_Document segment:_
'''

Fish farming is among Kamanyola's income-generating activities. It is practiced near the Ruzizi River, in the localities of Ishindiro and Irohero, near the natural border between Rwanda, Burundi, and the Democratic Republic of the Congo. Fish farming takes two primary forms: local production and imports. Locally, fish are farmed through the use of artificial ponds, covering around 30% of the area's consumption needs. However, to meet the overall demand, Kamanyola imports fish from Uvira, Kalemie, and Moba, with these external sources accounting for 70% of total consumption.

== Health facilities ==
Kamanyola is served by both state-run and private health institutions, which have seen improvements in medical services and sanitation due to the financial and material contributions of various humanitarian NGOs. Key healthcare facilities in the area include:

- Saint Joseph Hospital of Kamanyola (Hôpital Saint Joseph de Kamanyola; HSJK)

'''

_Entries shown:_
'''

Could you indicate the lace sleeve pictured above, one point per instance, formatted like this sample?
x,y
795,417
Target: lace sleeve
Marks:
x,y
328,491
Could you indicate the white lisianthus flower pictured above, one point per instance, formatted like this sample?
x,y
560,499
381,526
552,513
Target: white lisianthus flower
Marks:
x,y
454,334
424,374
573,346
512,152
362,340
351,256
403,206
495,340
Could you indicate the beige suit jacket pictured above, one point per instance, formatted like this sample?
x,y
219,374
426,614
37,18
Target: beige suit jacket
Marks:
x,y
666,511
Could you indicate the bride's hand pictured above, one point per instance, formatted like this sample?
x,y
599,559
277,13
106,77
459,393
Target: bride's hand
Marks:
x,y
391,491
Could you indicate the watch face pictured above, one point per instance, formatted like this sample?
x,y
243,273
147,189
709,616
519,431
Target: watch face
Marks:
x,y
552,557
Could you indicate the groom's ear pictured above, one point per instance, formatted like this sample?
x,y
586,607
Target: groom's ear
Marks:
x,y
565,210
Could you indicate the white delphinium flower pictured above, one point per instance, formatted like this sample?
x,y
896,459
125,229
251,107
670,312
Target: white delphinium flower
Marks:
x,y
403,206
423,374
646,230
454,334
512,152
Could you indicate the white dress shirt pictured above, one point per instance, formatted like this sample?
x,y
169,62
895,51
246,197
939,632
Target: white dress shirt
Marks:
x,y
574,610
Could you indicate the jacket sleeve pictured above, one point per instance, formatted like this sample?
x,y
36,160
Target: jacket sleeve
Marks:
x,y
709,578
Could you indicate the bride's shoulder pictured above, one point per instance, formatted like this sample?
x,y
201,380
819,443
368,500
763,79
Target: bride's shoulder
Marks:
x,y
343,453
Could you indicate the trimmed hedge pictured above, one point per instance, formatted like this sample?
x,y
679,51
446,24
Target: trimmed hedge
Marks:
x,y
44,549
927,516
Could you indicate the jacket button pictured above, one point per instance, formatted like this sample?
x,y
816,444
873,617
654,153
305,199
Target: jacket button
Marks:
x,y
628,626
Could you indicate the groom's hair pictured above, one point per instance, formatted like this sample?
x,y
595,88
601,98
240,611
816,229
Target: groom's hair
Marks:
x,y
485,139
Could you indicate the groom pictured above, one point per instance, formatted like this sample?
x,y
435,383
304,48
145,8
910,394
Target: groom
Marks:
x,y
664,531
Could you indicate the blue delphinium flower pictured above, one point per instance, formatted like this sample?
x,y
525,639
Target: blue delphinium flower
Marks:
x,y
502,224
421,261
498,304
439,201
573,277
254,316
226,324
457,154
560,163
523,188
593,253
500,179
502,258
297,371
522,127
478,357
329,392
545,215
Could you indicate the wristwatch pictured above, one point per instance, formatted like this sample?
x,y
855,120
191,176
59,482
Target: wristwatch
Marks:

'''

_What you need to do:_ Could you update the Kamanyola passage from "Fish farming is" up to and including "of total consumption.", swapping "artificial ponds" for "man-made ponds"? The records have nothing to do with the Kamanyola passage.

_Response to this exercise:_
Fish farming is among Kamanyola's income-generating activities. It is practiced near the Ruzizi River, in the localities of Ishindiro and Irohero, near the natural border between Rwanda, Burundi, and the Democratic Republic of the Congo. Fish farming takes two primary forms: local production and imports. Locally, fish are farmed through the use of man-made ponds, covering around 30% of the area's consumption needs. However, to meet the overall demand, Kamanyola imports fish from Uvira, Kalemie, and Moba, with these external sources accounting for 70% of total consumption.